▶ WHAT TO DO: Rewrite the part of the listing that opens with the line containing "brown dog's head." and closes with the line containing "(1019, 426)", putting "person's" wherever "woman's" appears and leaving everything else unchanged.

(Stored items from a collection)
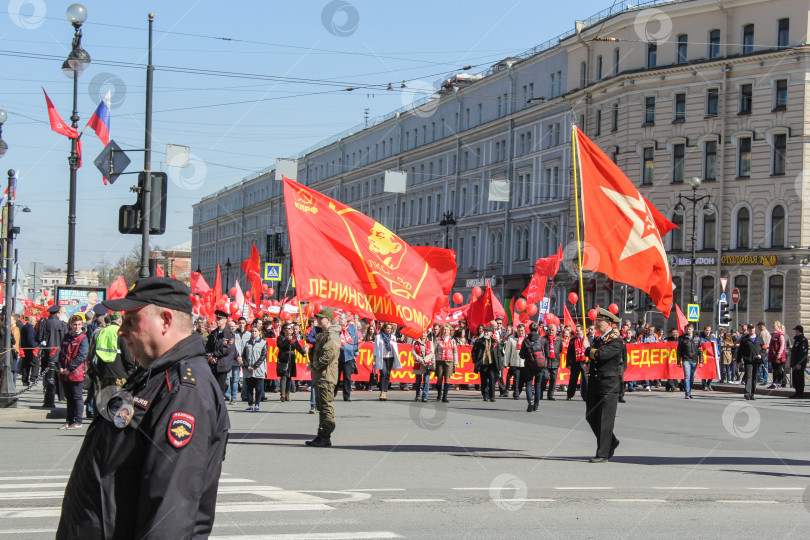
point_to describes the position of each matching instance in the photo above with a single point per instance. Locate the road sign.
(272, 272)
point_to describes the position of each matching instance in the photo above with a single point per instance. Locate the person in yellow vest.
(112, 361)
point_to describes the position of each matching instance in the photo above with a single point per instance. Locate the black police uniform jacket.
(222, 344)
(606, 363)
(157, 476)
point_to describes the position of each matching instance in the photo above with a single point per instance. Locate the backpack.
(537, 355)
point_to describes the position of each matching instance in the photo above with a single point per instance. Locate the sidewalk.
(29, 406)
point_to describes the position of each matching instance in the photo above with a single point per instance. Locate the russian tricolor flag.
(100, 121)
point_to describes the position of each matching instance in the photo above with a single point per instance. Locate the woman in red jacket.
(72, 363)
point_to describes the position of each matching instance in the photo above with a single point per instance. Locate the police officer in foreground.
(221, 349)
(324, 367)
(149, 466)
(605, 354)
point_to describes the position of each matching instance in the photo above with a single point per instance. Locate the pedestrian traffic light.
(129, 215)
(725, 316)
(629, 299)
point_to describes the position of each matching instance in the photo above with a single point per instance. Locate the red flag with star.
(620, 225)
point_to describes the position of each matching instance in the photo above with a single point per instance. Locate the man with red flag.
(621, 226)
(349, 261)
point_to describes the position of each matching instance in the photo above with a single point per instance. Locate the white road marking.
(740, 501)
(412, 500)
(635, 500)
(363, 535)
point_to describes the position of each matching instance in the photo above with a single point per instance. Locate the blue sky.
(267, 81)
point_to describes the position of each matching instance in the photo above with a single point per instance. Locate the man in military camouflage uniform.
(604, 383)
(324, 366)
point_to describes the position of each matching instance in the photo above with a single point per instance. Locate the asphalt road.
(712, 467)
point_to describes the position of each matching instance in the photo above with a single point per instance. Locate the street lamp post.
(447, 222)
(679, 209)
(77, 61)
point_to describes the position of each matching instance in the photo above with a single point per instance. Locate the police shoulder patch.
(181, 429)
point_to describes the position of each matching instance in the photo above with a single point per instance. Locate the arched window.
(676, 235)
(710, 231)
(707, 293)
(743, 228)
(776, 289)
(778, 226)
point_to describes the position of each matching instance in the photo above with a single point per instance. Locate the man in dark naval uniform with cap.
(149, 466)
(604, 384)
(221, 349)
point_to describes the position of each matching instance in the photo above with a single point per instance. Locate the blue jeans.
(689, 369)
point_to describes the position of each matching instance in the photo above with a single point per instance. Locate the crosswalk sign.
(272, 272)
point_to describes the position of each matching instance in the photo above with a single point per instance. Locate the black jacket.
(689, 349)
(156, 477)
(222, 345)
(606, 354)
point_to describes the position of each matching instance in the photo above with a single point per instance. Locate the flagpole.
(575, 162)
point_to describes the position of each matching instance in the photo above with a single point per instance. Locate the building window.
(707, 294)
(778, 226)
(741, 283)
(652, 54)
(748, 39)
(680, 107)
(712, 99)
(780, 95)
(676, 234)
(615, 61)
(783, 33)
(743, 228)
(649, 111)
(710, 161)
(682, 44)
(776, 291)
(714, 43)
(710, 231)
(744, 158)
(779, 153)
(647, 166)
(746, 98)
(614, 122)
(678, 153)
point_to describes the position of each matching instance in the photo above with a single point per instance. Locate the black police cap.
(160, 291)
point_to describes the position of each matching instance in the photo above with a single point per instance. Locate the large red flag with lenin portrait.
(345, 259)
(620, 225)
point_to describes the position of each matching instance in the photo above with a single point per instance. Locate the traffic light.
(129, 215)
(725, 316)
(629, 299)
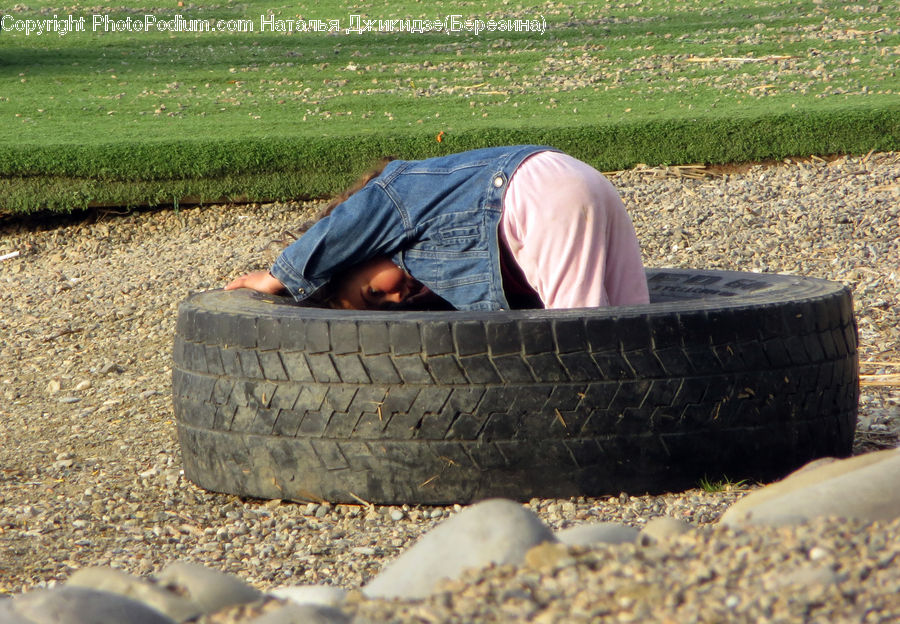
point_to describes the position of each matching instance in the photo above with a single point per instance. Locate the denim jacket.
(437, 219)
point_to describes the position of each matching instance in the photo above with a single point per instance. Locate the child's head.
(376, 284)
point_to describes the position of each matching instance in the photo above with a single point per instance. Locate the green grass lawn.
(159, 116)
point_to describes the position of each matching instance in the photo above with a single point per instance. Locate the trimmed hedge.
(68, 177)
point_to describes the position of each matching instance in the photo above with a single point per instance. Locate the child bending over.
(488, 229)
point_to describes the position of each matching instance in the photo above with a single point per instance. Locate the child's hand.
(260, 281)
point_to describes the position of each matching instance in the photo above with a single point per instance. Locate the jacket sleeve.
(368, 224)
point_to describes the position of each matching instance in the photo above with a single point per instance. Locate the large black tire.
(737, 374)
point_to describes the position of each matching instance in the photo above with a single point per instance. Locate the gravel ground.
(90, 466)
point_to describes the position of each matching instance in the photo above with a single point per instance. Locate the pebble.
(838, 220)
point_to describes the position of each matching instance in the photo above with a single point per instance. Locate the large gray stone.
(863, 487)
(77, 605)
(209, 589)
(491, 532)
(118, 582)
(597, 533)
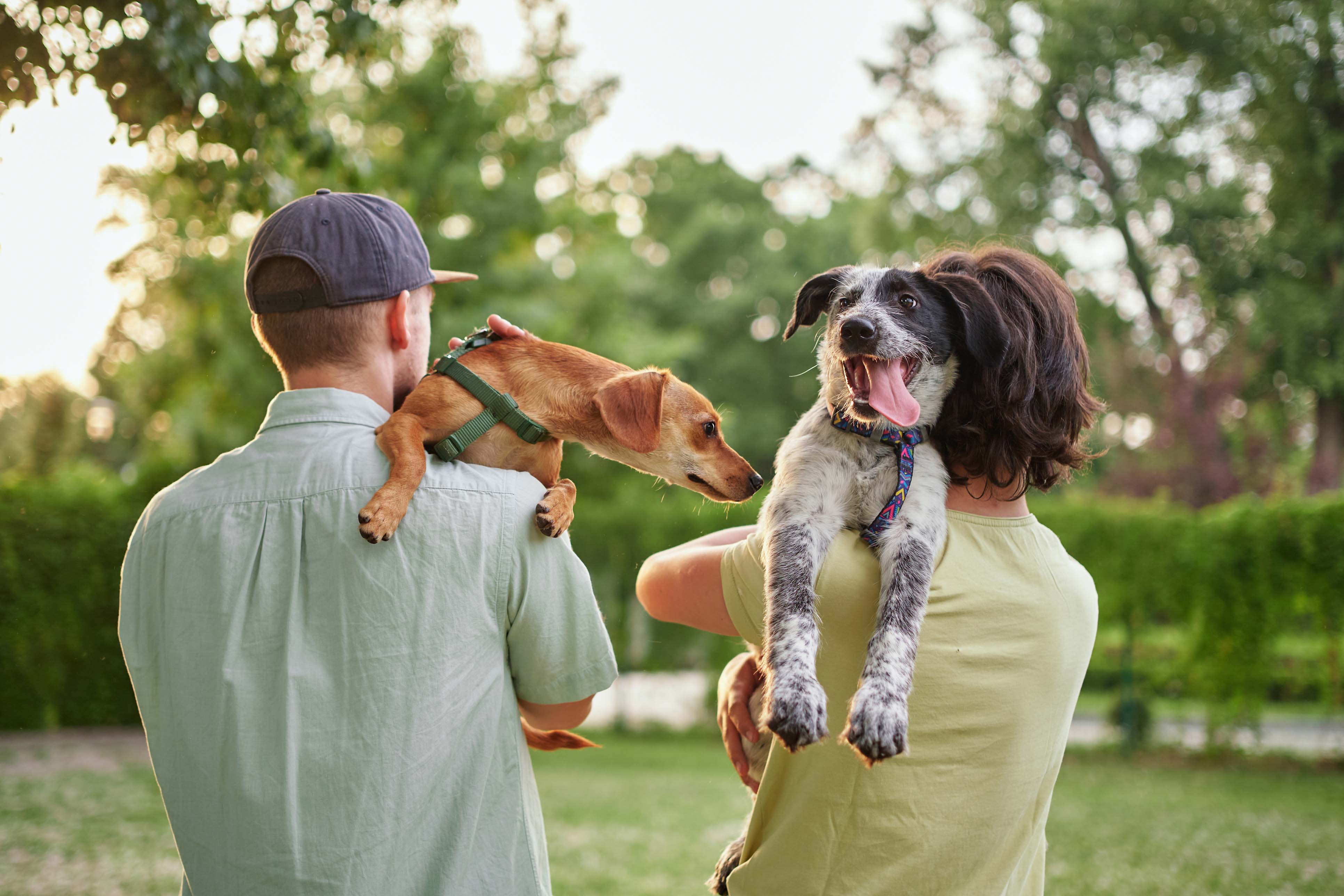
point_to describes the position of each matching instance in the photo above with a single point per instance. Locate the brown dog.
(647, 419)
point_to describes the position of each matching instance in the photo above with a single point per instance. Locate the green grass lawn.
(648, 815)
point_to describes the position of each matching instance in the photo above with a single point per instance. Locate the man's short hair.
(1023, 425)
(312, 336)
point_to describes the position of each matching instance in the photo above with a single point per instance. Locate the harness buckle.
(449, 449)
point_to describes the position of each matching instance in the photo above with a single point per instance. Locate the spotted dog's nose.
(858, 334)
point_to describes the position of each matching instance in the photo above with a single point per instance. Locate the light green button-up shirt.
(333, 717)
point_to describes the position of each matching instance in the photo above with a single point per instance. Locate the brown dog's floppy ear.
(815, 297)
(632, 408)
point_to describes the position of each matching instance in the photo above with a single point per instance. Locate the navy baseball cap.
(362, 248)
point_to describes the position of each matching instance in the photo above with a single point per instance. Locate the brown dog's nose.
(858, 334)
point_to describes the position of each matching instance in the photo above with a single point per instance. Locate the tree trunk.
(1328, 463)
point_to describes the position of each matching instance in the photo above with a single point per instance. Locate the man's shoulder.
(260, 472)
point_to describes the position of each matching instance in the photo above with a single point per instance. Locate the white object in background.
(654, 699)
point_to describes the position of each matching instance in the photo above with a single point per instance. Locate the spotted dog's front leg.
(798, 704)
(879, 712)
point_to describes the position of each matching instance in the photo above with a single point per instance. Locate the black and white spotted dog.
(889, 358)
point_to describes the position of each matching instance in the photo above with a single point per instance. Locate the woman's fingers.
(506, 330)
(733, 743)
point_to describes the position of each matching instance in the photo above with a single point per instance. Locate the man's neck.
(366, 381)
(982, 499)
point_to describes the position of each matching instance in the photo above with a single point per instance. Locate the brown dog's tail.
(554, 739)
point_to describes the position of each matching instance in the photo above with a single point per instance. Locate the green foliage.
(61, 549)
(1235, 578)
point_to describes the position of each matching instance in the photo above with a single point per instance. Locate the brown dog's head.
(664, 428)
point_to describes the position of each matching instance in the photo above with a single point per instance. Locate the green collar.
(501, 408)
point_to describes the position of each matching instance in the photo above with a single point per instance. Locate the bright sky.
(757, 80)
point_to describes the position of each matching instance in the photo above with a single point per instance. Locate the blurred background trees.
(1181, 165)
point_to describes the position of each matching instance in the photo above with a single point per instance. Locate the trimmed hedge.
(1240, 579)
(61, 549)
(1234, 604)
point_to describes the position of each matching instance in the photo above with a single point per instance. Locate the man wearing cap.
(327, 715)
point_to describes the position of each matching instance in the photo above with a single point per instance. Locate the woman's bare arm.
(683, 585)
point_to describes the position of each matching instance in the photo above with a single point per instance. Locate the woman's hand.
(501, 327)
(740, 680)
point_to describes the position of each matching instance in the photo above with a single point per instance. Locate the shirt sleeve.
(744, 586)
(558, 648)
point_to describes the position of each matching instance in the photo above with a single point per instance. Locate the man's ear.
(815, 297)
(398, 320)
(632, 408)
(983, 330)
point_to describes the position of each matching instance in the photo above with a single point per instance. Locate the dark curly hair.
(1019, 426)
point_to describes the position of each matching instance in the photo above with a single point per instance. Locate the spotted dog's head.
(894, 339)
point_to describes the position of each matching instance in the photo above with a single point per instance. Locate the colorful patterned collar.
(905, 442)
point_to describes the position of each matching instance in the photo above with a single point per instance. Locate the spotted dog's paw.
(554, 522)
(878, 725)
(798, 711)
(379, 519)
(729, 862)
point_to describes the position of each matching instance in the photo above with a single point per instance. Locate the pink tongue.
(889, 394)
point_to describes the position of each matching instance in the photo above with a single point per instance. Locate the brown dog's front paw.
(378, 520)
(554, 522)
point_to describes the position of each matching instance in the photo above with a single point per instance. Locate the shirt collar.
(323, 406)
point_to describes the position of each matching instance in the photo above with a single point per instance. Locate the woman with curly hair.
(1003, 649)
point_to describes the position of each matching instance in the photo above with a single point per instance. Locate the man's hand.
(501, 327)
(740, 680)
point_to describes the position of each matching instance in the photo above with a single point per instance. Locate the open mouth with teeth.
(882, 386)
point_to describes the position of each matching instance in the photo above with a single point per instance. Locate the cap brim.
(451, 276)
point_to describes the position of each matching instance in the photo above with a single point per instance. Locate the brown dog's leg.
(555, 512)
(402, 440)
(554, 739)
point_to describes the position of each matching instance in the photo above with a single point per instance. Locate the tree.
(1100, 134)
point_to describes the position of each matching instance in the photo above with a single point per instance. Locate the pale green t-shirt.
(1002, 657)
(333, 717)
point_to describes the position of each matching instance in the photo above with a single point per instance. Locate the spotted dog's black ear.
(815, 297)
(983, 330)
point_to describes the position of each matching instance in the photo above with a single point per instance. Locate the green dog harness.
(501, 408)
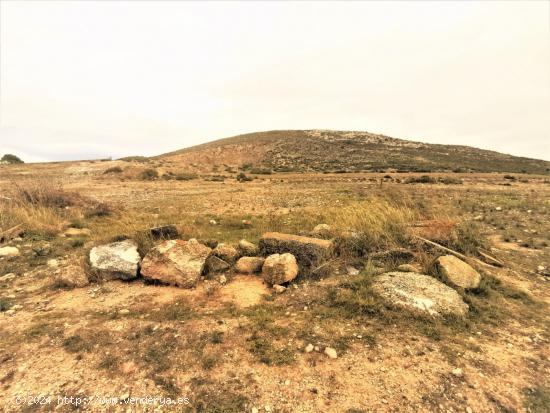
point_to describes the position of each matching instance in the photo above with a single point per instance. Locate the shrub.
(185, 176)
(261, 171)
(467, 238)
(424, 179)
(10, 159)
(113, 170)
(149, 174)
(370, 225)
(241, 177)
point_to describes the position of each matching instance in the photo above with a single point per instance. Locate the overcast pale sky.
(88, 79)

▶ SOLUTION TO THE PROBLEM:
point_to describes the position of each matching instance in the photo above with a single point per instance. Locate the brown dog's head.
(664, 428)
point_to describes the position of each matching instance in the photo above with a single point per instance. Locate the green collar.
(501, 408)
point_to describes the position of each matching instance in the photo above with a single point per instance. Locate the bright sky.
(757, 80)
point_to describes the position of each matching instance in the photo above with a single point per instance. Locate the blurred background trees.
(1181, 165)
point_to describes the position of each matching instance in the photo above with a single point per instance. Locate the trimmed hedge.
(1240, 579)
(61, 549)
(1234, 604)
point_to describes the position of each matching instance in the photo above with a single point per instance. Locate the man wearing cap.
(327, 715)
point_to describes the position of each matching instance in the photo above with a single point per instance. Locate the person's bare arm.
(683, 585)
point_to describes the position of each matching instance in the photo above with a single point per instance. Locate the person's hand.
(501, 327)
(740, 680)
point_to describes the position of each matching instance in the photo above with a single point per instance. Locate the shirt sleeve.
(744, 586)
(558, 648)
point_to describes the position of each matching instance in the photo above with a single point per instance. Locate the man's ear.
(815, 297)
(398, 320)
(632, 408)
(983, 330)
point_to describes the position of each matching instance in the photo above with a single point per instance. Locate the dark curly hair.
(1019, 426)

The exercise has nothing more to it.